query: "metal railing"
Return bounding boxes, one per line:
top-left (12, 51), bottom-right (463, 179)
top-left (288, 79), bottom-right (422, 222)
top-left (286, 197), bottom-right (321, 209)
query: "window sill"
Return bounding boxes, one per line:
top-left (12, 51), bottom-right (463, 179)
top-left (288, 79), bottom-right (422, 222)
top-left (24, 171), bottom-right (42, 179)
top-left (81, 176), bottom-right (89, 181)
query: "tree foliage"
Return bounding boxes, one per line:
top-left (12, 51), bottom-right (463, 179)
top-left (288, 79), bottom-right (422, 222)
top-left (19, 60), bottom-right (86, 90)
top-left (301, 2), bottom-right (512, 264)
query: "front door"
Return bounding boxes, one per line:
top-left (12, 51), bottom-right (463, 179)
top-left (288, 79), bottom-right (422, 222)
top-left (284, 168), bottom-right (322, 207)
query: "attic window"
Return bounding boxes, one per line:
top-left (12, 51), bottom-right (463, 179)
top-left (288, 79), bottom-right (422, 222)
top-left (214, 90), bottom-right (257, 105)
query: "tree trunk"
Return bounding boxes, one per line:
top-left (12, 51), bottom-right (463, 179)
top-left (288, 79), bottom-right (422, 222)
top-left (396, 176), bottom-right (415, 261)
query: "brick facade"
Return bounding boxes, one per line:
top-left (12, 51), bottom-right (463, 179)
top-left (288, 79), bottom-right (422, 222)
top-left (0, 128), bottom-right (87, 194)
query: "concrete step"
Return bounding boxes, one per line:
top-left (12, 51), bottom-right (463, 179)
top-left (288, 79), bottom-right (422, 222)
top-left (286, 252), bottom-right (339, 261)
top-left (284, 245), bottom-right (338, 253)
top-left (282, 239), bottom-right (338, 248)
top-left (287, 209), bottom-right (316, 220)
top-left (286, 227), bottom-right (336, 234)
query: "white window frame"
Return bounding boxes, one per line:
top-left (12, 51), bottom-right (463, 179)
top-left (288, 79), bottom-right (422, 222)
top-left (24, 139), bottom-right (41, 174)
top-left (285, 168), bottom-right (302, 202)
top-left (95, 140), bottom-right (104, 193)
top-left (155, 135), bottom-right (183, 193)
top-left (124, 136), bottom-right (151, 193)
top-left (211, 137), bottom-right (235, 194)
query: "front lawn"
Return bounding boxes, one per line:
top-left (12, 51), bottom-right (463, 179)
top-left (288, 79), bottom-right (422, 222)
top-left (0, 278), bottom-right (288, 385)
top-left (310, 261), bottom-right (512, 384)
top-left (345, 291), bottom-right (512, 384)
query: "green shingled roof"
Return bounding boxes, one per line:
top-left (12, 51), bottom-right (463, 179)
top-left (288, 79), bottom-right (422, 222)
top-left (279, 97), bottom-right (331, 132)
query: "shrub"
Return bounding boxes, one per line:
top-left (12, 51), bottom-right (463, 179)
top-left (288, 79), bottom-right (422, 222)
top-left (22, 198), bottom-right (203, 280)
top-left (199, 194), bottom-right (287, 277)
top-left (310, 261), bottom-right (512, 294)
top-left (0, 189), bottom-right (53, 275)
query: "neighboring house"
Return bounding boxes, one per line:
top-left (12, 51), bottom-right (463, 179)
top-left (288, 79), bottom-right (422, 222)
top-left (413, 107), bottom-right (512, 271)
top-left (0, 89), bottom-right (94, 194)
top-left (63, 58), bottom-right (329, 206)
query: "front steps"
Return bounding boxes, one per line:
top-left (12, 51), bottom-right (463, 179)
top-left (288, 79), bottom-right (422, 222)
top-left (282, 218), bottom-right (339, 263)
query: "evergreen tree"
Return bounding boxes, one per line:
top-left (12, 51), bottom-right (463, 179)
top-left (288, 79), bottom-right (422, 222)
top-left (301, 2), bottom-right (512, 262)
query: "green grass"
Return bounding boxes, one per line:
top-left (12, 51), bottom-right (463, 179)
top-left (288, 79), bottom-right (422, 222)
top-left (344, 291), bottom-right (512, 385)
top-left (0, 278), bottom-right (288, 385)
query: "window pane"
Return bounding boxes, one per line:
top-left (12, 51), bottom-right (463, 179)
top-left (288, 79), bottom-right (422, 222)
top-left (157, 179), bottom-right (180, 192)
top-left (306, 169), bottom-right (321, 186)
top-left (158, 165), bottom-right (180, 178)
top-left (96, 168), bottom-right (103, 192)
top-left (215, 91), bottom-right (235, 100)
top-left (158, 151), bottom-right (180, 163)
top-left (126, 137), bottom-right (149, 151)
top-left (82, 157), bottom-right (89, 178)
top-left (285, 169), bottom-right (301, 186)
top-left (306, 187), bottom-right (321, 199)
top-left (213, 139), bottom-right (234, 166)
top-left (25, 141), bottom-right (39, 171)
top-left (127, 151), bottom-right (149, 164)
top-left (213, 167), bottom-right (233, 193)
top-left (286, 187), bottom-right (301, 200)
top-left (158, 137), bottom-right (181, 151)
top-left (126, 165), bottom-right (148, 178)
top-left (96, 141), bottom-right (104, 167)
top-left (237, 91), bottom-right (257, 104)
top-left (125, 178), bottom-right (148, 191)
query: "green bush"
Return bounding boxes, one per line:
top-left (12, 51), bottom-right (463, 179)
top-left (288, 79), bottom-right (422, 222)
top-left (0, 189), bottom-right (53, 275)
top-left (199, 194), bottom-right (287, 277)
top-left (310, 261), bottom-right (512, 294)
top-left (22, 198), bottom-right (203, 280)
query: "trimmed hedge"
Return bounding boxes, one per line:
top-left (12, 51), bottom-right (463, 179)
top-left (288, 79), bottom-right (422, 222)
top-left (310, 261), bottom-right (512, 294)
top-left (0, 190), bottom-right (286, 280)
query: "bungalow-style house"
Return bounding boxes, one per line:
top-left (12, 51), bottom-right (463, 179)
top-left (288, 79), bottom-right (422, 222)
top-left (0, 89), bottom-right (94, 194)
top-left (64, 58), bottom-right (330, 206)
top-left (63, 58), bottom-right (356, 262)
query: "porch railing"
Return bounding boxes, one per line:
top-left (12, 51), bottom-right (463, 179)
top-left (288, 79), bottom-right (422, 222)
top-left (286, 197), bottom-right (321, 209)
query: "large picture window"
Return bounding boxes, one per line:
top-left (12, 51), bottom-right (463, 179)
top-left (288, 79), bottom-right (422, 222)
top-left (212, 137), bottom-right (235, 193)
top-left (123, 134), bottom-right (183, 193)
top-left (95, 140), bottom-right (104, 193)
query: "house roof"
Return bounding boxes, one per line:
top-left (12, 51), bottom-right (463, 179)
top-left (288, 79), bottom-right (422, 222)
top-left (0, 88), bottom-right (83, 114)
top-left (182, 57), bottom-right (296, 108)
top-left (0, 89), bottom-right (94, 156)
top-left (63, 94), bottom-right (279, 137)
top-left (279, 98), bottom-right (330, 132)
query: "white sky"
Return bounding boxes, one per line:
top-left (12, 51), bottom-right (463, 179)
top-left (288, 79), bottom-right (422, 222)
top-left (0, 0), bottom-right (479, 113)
********************
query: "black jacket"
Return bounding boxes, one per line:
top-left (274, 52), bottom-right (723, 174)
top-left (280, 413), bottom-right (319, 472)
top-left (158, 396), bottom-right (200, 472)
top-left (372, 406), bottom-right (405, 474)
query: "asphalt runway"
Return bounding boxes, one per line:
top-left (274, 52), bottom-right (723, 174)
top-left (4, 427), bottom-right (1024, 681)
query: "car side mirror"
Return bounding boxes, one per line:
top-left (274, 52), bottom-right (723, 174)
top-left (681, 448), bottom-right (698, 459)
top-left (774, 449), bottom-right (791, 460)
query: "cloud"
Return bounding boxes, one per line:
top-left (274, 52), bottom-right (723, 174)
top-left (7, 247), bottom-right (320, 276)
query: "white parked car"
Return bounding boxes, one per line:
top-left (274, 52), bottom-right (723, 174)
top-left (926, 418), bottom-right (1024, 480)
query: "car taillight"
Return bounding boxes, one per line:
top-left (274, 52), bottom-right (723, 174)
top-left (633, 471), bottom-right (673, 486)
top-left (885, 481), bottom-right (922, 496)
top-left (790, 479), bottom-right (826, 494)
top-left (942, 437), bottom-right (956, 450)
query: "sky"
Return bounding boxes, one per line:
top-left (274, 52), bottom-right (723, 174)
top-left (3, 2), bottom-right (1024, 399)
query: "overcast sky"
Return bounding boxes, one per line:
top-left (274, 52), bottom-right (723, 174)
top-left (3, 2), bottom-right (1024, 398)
********************
Required action = Scan the lines above for "railing", then copy every one that has it.

Task response =
query: "metal railing"
query: "porch railing"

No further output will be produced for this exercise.